**What to work on**
What is wanted is an exact copy of all the entries.

**Input**
○ ○ ○
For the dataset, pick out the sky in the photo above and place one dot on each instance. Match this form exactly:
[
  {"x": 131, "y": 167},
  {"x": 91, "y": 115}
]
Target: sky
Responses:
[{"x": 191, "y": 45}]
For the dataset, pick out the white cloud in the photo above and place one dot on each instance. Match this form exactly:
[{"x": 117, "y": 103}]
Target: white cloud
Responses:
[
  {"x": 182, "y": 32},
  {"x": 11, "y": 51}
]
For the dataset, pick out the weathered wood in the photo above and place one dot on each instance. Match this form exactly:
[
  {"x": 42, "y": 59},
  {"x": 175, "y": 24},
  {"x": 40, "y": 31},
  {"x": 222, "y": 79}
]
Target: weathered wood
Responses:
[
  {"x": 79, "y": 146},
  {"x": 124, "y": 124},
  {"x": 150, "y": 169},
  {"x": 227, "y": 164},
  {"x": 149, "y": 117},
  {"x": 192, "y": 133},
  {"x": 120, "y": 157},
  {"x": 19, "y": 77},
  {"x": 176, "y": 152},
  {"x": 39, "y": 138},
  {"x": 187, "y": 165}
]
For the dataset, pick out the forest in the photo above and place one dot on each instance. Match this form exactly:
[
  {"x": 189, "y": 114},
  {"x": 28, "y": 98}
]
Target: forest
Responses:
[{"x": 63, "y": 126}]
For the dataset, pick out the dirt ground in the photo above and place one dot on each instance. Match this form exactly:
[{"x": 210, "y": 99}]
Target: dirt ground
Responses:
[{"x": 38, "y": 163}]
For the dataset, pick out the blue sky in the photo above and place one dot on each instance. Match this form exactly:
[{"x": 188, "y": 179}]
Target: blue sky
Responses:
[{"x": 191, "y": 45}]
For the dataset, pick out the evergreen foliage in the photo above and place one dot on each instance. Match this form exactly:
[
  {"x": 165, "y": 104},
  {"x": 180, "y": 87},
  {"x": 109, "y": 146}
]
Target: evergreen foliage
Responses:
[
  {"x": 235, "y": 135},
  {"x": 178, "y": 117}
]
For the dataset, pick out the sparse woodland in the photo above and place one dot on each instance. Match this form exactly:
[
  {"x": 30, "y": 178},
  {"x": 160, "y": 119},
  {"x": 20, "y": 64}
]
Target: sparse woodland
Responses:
○ ○ ○
**Solution for this problem**
For the dataset, pick out the sky in the photo above and place one dot on each instance. Match this form exactly:
[
  {"x": 131, "y": 167},
  {"x": 91, "y": 115}
]
Target: sky
Responses:
[{"x": 191, "y": 45}]
For the dataset, pick out the white cloud in the photo above and place one dot on each instance. Match this form exactly:
[{"x": 117, "y": 103}]
Target: white cloud
Responses:
[
  {"x": 182, "y": 32},
  {"x": 11, "y": 51}
]
For the dataset, pick out the weathered wood in the photo above and place one dot on each instance. Match this form exactly:
[
  {"x": 42, "y": 59},
  {"x": 175, "y": 24},
  {"x": 40, "y": 31},
  {"x": 222, "y": 79}
]
Target: weathered wood
Responses:
[
  {"x": 79, "y": 146},
  {"x": 124, "y": 124},
  {"x": 150, "y": 169},
  {"x": 227, "y": 164},
  {"x": 149, "y": 117},
  {"x": 192, "y": 133},
  {"x": 120, "y": 157},
  {"x": 19, "y": 77},
  {"x": 176, "y": 152},
  {"x": 39, "y": 138},
  {"x": 187, "y": 165}
]
For the dataset, pick out the forest in the photo above and place one dot on each instance. Match this form exactly:
[
  {"x": 189, "y": 114},
  {"x": 28, "y": 98}
]
Target: forest
Responses:
[{"x": 63, "y": 126}]
For the dataset, pick out the dirt ground in the photo above and place one dot on each instance. Match this form exactly:
[{"x": 210, "y": 99}]
Target: dirt ground
Responses:
[{"x": 38, "y": 163}]
For the dataset, pick out the blue sky in the photo above and place one dot on each instance. Match this form exactly:
[{"x": 188, "y": 179}]
Target: blue sky
Responses:
[{"x": 191, "y": 45}]
For the dataset, pick out the evergreen foliage in the photo above and place one dot on each instance. Match this form exactly:
[
  {"x": 165, "y": 104},
  {"x": 180, "y": 87},
  {"x": 109, "y": 146}
]
Target: evergreen foliage
Responses:
[
  {"x": 235, "y": 135},
  {"x": 178, "y": 117}
]
For the dataset, pick out the sparse woodland in the photo above and place one dot on each instance. Match this form exactly:
[
  {"x": 30, "y": 178},
  {"x": 160, "y": 119},
  {"x": 20, "y": 64}
]
Target: sparse woodland
Responses:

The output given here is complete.